*Data*:
--

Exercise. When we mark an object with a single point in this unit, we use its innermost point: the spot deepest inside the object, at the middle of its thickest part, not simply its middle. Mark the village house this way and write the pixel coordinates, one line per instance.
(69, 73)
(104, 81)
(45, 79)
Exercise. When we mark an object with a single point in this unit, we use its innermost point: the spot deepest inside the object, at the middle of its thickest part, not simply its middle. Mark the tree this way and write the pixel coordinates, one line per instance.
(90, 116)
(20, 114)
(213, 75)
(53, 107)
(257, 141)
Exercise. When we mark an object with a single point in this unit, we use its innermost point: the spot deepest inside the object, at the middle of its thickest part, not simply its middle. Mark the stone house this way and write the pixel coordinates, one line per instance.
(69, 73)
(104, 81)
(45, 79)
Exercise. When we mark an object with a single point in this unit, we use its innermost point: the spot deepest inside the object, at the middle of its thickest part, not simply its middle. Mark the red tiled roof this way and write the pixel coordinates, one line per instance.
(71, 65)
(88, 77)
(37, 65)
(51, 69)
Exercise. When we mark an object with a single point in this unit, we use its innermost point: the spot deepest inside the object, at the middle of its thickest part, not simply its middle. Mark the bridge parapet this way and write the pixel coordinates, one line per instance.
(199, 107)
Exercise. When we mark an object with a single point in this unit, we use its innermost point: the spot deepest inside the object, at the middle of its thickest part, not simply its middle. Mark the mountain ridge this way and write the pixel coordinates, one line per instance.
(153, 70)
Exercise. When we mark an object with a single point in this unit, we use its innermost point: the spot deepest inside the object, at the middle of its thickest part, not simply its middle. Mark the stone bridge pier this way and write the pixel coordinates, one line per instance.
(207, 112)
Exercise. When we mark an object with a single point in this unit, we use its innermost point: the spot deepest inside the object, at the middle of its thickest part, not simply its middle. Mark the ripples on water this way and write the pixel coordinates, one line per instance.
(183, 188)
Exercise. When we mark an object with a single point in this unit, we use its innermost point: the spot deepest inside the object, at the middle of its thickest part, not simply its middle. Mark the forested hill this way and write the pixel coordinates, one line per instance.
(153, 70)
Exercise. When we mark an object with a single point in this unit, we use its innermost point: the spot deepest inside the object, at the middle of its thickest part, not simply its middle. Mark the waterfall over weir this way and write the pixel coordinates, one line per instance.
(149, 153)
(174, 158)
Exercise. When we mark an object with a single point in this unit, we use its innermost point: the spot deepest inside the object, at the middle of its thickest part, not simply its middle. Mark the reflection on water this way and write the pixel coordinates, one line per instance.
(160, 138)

--

Please format every line of the items above as a Markdown table with the columns Row and Line, numbering the rows in order and leaving out blank lines.

*Solution to the exercise*:
| Row | Line |
|---|---|
| 1 | Exercise. When we mark an object with a single point in this unit, we use its innermost point: the spot deepest inside the object, at the middle of its thickest part, not simply its middle. Mark the village house this way and write the pixel coordinates, one line per instance. |
| 2 | (69, 73) |
| 3 | (104, 81) |
| 4 | (45, 79) |
| 5 | Exercise. When we mark an object with a single point in this unit, we use its innermost point: the spot deepest inside the object, at the middle of its thickest part, not simply its middle. Mark the tree this way and write the pixel coordinates, one line per instance. |
| 6 | (90, 116) |
| 7 | (20, 114) |
| 8 | (213, 75) |
| 9 | (53, 107) |
| 10 | (257, 141) |
| 11 | Exercise. When we mark an object with a single point in this unit, we use its innermost point: the spot deepest inside the object, at the middle of its thickest part, not simply its middle. Mark the stone house this way and write the pixel coordinates, one line per instance. |
| 12 | (69, 73) |
| 13 | (104, 81) |
| 14 | (45, 79) |
| 15 | Exercise. When we mark an object with a single point in this unit, we use its innermost point: the spot deepest inside the object, at the middle of its thickest part, not simply its middle. Mark the red tiled roof this way and write the pixel coordinates, one line per instance. |
| 16 | (71, 65) |
| 17 | (88, 77) |
| 18 | (37, 65) |
| 19 | (51, 69) |
| 20 | Exercise. When we mark an object with a single point in this unit, we use its innermost point: the spot deepest inside the object, at the middle of its thickest part, not simply its middle. Mark the bridge parapet this way and write the pixel coordinates, one line per instance. |
| 21 | (199, 107) |
| 22 | Exercise. When we mark an object with a single point in this unit, we use its innermost point: the spot deepest inside the object, at the middle of its thickest part, not simply its middle. Mark the mountain ridge this way and write the pixel coordinates, one line per instance. |
| 23 | (153, 70) |
| 24 | Exercise. When we mark an object with a single point in this unit, we use its innermost point: the spot deepest inside the object, at the middle of its thickest part, not simply its middle. Mark the stone bridge pier this way and write the pixel coordinates, one line per instance. |
| 25 | (207, 112) |
| 26 | Exercise. When we mark an object with a single point in this unit, we use its innermost point: the spot deepest inside the object, at the middle of its thickest part, not simply its middle. Mark the ripples on water this way and write the pixel coordinates, one line per instance. |
| 27 | (183, 188) |
| 28 | Exercise. When we mark an object with a single point in this unit, we use its innermost point: the spot deepest inside the object, at the middle of its thickest part, not simply its middle. Mark the forested hill this way and write the pixel coordinates, one line per instance. |
| 29 | (153, 70) |
| 30 | Exercise. When we mark an object with a single point in this unit, we use its innermost point: the spot deepest inside the object, at the middle of its thickest part, not simply its middle. Mark the waterfall over weir this way and write the pixel coordinates, one line per instance. |
| 31 | (149, 153) |
| 32 | (174, 158) |
| 33 | Exercise. When we mark an object with a single point in this unit, we use its innermost point: the spot deepest inside the object, at the middle of its thickest part, not simply its middle. Mark the reflection on water this way and write the pixel coordinates, one line per instance. |
| 34 | (160, 138) |